§ **Extract**:
++++++++++
Some changes in the generation mix are inevitable, and positive. Without doubt, coal is on the way out, more due to economics and equipment life limits than hysterics, and it’s all but gone in the Golden State, with only a handful of coal-generated MW available. Nationally, according to the EIA, US power generation from coal dwindled to 23% in 2019. And that’s not going to change: between CCR and MATS compliance; the costs of financing, installing and operating backend controls such as SCRs, SNCRs and baghouses; new source review and PSD costs; parasitic loads; withering environmental opposition; and of course the price of gas, the death knell already rings in our ears. President Trump did not bring back coal because he could not, and while controlled coal will necessarily retain a place in the mix for a few years, coal generation has only one way to go: down.
At the same time, that generation will have to replaced as it goes, and it can only be done in large part and in the near-term future with gas-fueled, combined-cycle baseload and gas peakers. A lot of cynicism is attached to the notion that gas is the bridge to the future, but, really, what else is there? The rapid, unanticipated drop-off of wind power in California contributed in large part to last weekend’s blackouts, as it was insufficiently backed up with dependable, fast-ramping gas. An imperfect fuel, gas is nonetheless far superior environmentally and economically compared to coal, and with nuclear growth negligible, it’s what we have to work with as we strive to minimize CO2 and other criteria emissions. And it’s almost inconceivable that we’ll build any more nuclear for at least the next decade, given the cost, historically large budget and schedule overruns of two recent efforts, and continuing opposition to nuclear plant siting and operation as inherently dangerous, especially in densely-populated areas. Efforts by generators to build fast-ramp peakers have been thwarted, even, as in the case of NRG of New Jersey, in which its Puente, California plant, nearly already approved by the California Energy Commission to replace its Mandalay Station plant was abruptly killed. Ironically, one of the proposed solutions to a power deficit in the region is batteries. Yet today (8/21) at 9:25 am, according to CAISO, battery supply is 0.1%, or 31 MW.
++++++++++
§ **Source material**:

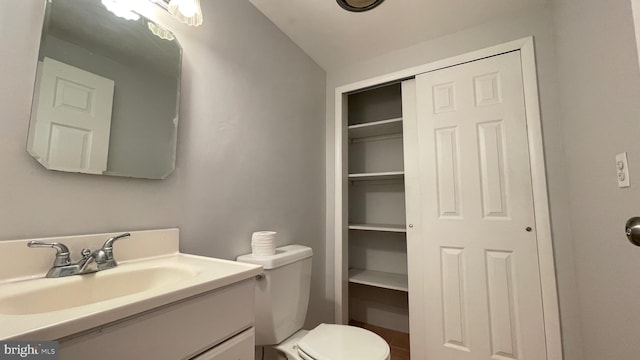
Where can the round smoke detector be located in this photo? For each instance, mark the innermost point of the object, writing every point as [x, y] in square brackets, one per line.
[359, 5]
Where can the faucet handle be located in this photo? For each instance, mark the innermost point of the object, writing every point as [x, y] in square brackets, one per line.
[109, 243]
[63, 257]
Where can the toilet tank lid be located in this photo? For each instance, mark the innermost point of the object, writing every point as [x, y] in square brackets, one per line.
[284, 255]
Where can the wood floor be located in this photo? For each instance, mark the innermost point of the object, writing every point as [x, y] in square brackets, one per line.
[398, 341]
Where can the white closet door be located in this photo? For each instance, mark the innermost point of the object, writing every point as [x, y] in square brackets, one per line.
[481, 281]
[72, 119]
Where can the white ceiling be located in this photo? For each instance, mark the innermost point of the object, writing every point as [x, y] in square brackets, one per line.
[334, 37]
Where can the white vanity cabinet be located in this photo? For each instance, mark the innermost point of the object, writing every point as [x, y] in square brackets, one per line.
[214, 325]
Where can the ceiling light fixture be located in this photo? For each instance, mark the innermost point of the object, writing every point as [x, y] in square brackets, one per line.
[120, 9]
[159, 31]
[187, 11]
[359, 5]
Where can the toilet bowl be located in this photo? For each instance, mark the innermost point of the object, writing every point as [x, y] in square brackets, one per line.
++++++++++
§ **List of tasks**:
1) According to the article on the power generation mix, why is it almost inconceivable that more nuclear plants will be built in at least the next decade?
2) Condense the paragraph of the article on the power generation mix that begins "Some changes in the generation mix are inevitable" into a short bulleted list that keeps its main facts.
3) Carry on the article on the power generation mix, starting after its last sentence.

§ **Numbered responses**:
1) The cost is high, two recent nuclear efforts had historically large budget and schedule overruns, and opposition continues to siting and operating nuclear plants, which opponents see as inherently dangerous, especially in densely-populated areas.

2)
- Some changes in the generation mix are inevitable and positive.
- Coal is on the way out, more because of economics and equipment life limits than hysterics.
- Coal is all but gone in California, with only a handful of coal-generated MW available.
- According to the EIA, coal's share of US power generation fell to 23% in 2019.
- The decline will continue because of:
  - CCR and MATS compliance
  - the cost of financing, installing and operating backend controls such as SCRs, SNCRs and baghouses
  - new source review and PSD costs
  - parasitic loads
  - strong environmental opposition
  - the price of gas
- President Trump could not bring back coal.
- Controlled coal will stay in the mix for a few years, but coal generation can only go down.

3)
To be sure, renewables will grow. There are massive and practical plans on the horizon, literally, for offshore wind in the relatively shallow waters of the northeast and mid-Atlantic “bight”, but those projects are still years from COD. In the deep waters of the Pacific coast, the challenges are far larger and the solutions much more expensive. In the wake of Covid19, these projects may now face less-certain financing and possibly, and ironically, diminished public support, with empty state coffers and the levelized cost-of-energy for offshore wind generation still well above conventional generation as well as the cost of terrestrial wind. And it, too, will need to be backed up with fast ramp gas.
California and other states can and should continue the march to a renewable future, but they have an obligation to ensure sufficient electricity supply even in the worst and least-anticipated of conditions. And they need to look at additional resources, such as the vast, untapped supply of geothermal energy and new hydro, and work to rapidly reengineer the grid to expand its capability and ensure that both dispatchable and non-dispatchable generation are better orchestrated now and in the years to come.